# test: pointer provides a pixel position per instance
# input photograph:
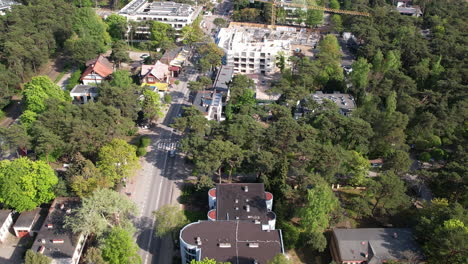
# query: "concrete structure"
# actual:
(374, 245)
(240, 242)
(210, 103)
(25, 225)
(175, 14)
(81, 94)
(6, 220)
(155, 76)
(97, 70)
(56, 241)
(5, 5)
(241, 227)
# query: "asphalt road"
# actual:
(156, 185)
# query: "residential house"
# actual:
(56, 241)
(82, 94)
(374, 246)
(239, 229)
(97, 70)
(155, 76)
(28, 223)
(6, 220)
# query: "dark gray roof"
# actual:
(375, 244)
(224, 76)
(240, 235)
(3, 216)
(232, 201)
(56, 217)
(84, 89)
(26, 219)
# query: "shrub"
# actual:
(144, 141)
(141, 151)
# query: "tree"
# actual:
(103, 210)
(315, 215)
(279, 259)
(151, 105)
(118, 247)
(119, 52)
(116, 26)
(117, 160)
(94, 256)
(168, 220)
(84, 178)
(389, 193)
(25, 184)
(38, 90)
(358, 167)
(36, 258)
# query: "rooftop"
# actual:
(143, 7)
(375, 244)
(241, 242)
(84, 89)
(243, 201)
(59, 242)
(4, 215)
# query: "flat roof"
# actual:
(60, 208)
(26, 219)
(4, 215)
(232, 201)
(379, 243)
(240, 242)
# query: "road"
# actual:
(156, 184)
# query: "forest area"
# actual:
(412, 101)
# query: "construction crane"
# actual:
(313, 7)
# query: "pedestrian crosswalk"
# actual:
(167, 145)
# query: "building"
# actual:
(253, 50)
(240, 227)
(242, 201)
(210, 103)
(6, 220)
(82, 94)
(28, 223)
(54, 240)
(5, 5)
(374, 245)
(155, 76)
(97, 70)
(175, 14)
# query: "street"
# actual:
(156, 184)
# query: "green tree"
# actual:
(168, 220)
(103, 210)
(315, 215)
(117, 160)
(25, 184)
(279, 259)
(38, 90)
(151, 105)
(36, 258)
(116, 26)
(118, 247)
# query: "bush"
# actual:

Given instruction:
Give the lines above as a Markdown table with the columns Row and Line, numbering each row and leaving out blank lines and pictures.

The completed task:
| Row | Line |
|---|---|
| 1 | # test: pointer provides a pixel position per instance |
| 2 | # input photograph: |
| 3 | # query: "concrete structure" |
| 4 | # actual: |
| 5 | (374, 245) |
| 6 | (240, 242) |
| 7 | (210, 103) |
| 8 | (25, 225) |
| 9 | (175, 14) |
| 10 | (81, 94) |
| 11 | (6, 220) |
| 12 | (155, 76) |
| 13 | (97, 70) |
| 14 | (56, 241) |
| 15 | (5, 5) |
| 16 | (241, 227) |
| 17 | # query: "asphalt road" |
| 18 | # actual: |
| 19 | (156, 185) |
| 20 | # query: "residential house" |
| 21 | # actual: |
| 22 | (56, 241) |
| 23 | (82, 94) |
| 24 | (374, 246) |
| 25 | (239, 229) |
| 26 | (97, 70) |
| 27 | (155, 76) |
| 28 | (28, 223) |
| 29 | (6, 220) |
| 30 | # query: "dark gray roof" |
| 31 | # actual: |
| 32 | (375, 244) |
| 33 | (224, 76) |
| 34 | (240, 235) |
| 35 | (3, 216) |
| 36 | (232, 201) |
| 37 | (56, 217) |
| 38 | (84, 89) |
| 39 | (26, 219) |
| 40 | # query: "shrub" |
| 41 | # actual: |
| 42 | (144, 141) |
| 43 | (141, 151) |
| 44 | # query: "tree" |
| 45 | # actual: |
| 46 | (103, 210) |
| 47 | (315, 215) |
| 48 | (279, 259) |
| 49 | (151, 105) |
| 50 | (118, 247) |
| 51 | (119, 52) |
| 52 | (116, 26) |
| 53 | (117, 160) |
| 54 | (94, 256) |
| 55 | (168, 220) |
| 56 | (84, 178) |
| 57 | (389, 193) |
| 58 | (25, 184) |
| 59 | (38, 90) |
| 60 | (358, 167) |
| 61 | (36, 258) |
| 62 | # query: "rooftop" |
| 63 | # actual: |
| 64 | (143, 7) |
| 65 | (375, 244) |
| 66 | (241, 242) |
| 67 | (84, 89) |
| 68 | (243, 201) |
| 69 | (59, 242) |
| 70 | (4, 215) |
| 71 | # query: "flat roof" |
| 72 | # actual: |
| 73 | (60, 208) |
| 74 | (26, 219) |
| 75 | (4, 215) |
| 76 | (232, 201) |
| 77 | (379, 243) |
| 78 | (240, 242) |
| 79 | # query: "road" |
| 80 | # actual: |
| 81 | (156, 184) |
| 82 | # query: "forest area" |
| 83 | # actual: |
| 84 | (412, 101) |
| 85 | # query: "construction crane" |
| 86 | # actual: |
| 87 | (313, 7) |
| 88 | # query: "pedestrian crosswalk" |
| 89 | # actual: |
| 90 | (167, 145) |
| 91 | # query: "building" |
| 92 | # actual: |
| 93 | (253, 50) |
| 94 | (240, 227) |
| 95 | (242, 201) |
| 96 | (210, 103) |
| 97 | (6, 220) |
| 98 | (82, 94) |
| 99 | (28, 223) |
| 100 | (54, 240) |
| 101 | (5, 5) |
| 102 | (374, 245) |
| 103 | (155, 76) |
| 104 | (97, 70) |
| 105 | (175, 14) |
| 106 | # query: "street" |
| 107 | # actual: |
| 108 | (156, 184) |
| 109 | # query: "green tree" |
| 110 | # actual: |
| 111 | (168, 220) |
| 112 | (103, 210) |
| 113 | (315, 215) |
| 114 | (117, 160) |
| 115 | (25, 184) |
| 116 | (279, 259) |
| 117 | (38, 90) |
| 118 | (151, 105) |
| 119 | (36, 258) |
| 120 | (116, 26) |
| 121 | (118, 247) |
| 122 | # query: "bush" |
| 123 | # actual: |